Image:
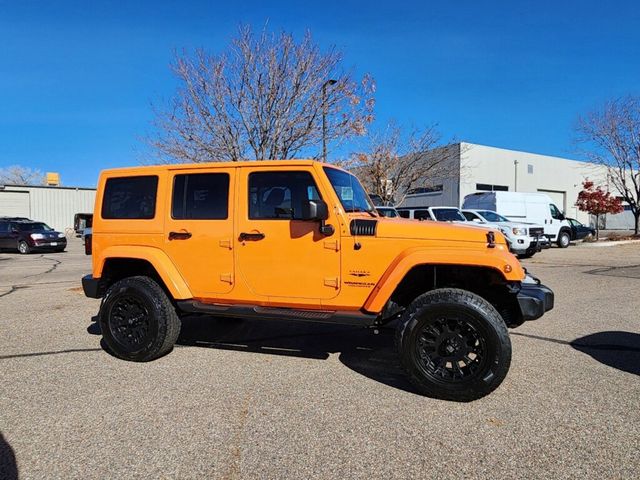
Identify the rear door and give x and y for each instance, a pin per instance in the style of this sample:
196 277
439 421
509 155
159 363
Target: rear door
4 234
281 256
199 228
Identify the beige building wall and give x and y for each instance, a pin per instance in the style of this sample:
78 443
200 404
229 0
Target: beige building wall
560 178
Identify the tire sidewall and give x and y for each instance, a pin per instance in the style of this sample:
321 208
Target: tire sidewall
493 368
154 338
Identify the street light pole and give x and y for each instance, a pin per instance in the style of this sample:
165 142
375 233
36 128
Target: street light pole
324 117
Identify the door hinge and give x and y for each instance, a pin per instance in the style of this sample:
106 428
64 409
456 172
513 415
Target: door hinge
331 282
331 245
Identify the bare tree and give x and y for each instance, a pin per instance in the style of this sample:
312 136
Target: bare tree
262 99
18 175
612 137
395 164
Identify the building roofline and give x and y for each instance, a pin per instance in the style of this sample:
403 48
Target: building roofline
523 151
11 185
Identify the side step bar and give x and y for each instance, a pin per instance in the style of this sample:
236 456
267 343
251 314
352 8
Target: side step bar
276 313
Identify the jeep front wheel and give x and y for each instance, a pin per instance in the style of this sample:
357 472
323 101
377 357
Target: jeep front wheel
453 345
137 319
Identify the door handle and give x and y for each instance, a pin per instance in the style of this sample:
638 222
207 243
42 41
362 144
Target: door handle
251 236
179 235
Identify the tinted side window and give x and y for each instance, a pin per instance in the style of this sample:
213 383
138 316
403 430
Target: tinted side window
130 197
280 195
201 196
421 215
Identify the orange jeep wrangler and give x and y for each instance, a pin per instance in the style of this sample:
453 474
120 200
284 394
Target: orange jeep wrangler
301 240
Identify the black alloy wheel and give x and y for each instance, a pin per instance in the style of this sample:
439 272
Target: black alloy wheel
453 345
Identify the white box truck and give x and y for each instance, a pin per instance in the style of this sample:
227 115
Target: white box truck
535 208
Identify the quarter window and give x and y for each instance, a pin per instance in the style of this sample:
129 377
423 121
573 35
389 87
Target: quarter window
280 195
130 197
200 196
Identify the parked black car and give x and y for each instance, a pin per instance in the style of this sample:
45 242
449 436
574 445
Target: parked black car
28 235
580 231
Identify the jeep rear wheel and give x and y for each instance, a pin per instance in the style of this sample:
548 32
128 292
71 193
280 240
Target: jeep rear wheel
137 319
453 345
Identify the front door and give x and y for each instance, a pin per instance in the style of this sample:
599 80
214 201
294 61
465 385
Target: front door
199 229
279 255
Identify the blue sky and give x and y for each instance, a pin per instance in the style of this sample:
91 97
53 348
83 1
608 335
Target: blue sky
77 78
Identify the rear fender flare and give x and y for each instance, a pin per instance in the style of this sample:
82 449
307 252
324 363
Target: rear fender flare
159 261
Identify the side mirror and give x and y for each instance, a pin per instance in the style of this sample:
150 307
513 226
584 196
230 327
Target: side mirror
314 210
317 210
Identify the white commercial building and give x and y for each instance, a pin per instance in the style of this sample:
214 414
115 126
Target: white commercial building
477 168
55 206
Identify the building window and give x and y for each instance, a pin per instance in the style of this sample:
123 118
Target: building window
432 189
491 188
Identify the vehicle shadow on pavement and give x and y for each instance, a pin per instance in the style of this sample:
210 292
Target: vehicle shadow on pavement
616 349
359 349
8 465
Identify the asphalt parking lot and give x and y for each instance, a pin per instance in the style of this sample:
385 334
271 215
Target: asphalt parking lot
249 399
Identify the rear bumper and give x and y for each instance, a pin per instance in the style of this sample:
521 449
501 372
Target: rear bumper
91 286
534 301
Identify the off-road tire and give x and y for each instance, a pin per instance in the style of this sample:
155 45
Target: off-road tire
134 305
564 239
23 247
479 319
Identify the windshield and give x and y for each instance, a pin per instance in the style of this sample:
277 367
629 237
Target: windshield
448 215
387 212
490 216
32 227
351 194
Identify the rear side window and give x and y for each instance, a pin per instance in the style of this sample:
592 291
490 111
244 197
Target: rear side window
201 196
130 197
280 195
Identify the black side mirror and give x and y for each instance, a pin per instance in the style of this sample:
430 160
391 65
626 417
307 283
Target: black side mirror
314 210
317 210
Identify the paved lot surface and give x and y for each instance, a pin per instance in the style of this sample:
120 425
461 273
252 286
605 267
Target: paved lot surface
275 400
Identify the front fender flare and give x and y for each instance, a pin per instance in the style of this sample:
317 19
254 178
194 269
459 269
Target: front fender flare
497 258
158 259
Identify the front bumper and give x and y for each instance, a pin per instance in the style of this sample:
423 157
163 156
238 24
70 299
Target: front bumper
91 286
534 300
48 244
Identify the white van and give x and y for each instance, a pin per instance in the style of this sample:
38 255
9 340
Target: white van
525 208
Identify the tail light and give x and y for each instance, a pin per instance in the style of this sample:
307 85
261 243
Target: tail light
87 244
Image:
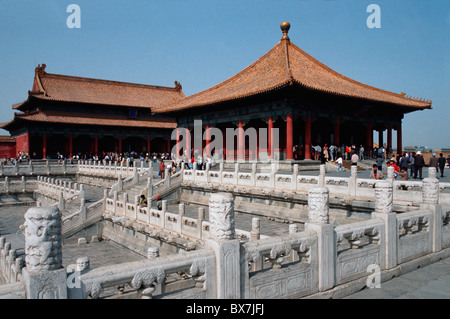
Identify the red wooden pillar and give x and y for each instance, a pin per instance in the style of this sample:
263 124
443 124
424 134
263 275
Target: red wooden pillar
241 142
208 141
96 145
44 146
70 145
369 137
289 136
380 138
336 132
178 144
308 137
389 138
188 143
270 142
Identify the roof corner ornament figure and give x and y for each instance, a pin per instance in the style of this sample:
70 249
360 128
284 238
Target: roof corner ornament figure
285 26
41 69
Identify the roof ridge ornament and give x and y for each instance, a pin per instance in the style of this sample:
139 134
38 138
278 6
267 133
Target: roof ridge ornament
41 69
285 26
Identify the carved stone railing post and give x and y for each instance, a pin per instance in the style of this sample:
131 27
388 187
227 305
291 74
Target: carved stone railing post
384 195
430 201
225 246
390 174
322 175
236 173
181 213
167 177
200 219
294 177
152 252
44 275
221 165
318 221
253 176
255 234
352 180
7 185
61 201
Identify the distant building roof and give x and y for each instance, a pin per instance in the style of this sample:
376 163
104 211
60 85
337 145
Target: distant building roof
287 64
7 139
65 88
91 119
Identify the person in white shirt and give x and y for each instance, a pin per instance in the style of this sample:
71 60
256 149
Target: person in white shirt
339 160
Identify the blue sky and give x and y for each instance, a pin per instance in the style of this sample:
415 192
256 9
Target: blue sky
201 43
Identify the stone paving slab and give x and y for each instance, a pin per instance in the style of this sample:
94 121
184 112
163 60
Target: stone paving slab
430 282
102 253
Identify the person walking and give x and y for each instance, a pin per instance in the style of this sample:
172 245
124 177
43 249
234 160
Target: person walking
375 173
379 162
339 160
434 162
161 169
142 201
412 167
441 163
419 163
355 159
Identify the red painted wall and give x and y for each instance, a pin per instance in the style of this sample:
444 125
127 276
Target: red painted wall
7 149
23 143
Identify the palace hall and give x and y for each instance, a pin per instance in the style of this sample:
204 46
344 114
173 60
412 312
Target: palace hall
286 88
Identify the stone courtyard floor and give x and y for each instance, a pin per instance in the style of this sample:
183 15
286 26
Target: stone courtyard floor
429 282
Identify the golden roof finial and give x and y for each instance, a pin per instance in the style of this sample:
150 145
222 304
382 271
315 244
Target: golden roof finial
285 26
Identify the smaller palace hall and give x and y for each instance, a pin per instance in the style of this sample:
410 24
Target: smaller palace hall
286 88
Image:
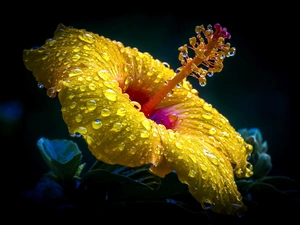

# Written instruction
Rewrite the part of the records that opens with the line containing "Identify the person walking" and closes at the end of the records, requests included, raising every x and y coordinate in the answers by 75 while leaving the requests and their sample points unchanged. Leave the pictures out.

# Answer for this exercise
Identify the person walking and give x and y for each instance, a pin per instance in the style of this sample:
172 245
124 177
43 249
234 160
Target: person walking
450 248
454 237
414 235
509 237
236 244
217 276
487 242
516 238
494 238
430 234
Identify the red painted wall and give x and y for each instance, a pin per instance in the style of this sample:
444 125
127 276
Target: red painted wall
82 224
98 218
Identify the palace hall and give x and y for each instance, a pin per instance in the style of this sample:
204 46
344 114
173 60
412 312
Target: palace hall
361 163
Identify the stone courtyard floor and give x and y for each instance, a pin per instance in the style of this sample:
183 15
286 26
Target: stone courtyard floor
504 357
Identify the golden roof finial and give x and y for each instance, a pin per instance in the style of this sample:
150 145
222 304
382 271
315 244
Target: golden roof finial
360 101
Identify the smaller palace hall and give x and y for each instance, a pin per instance in the style of this sample:
410 24
Target: smaller palace hall
361 163
Image:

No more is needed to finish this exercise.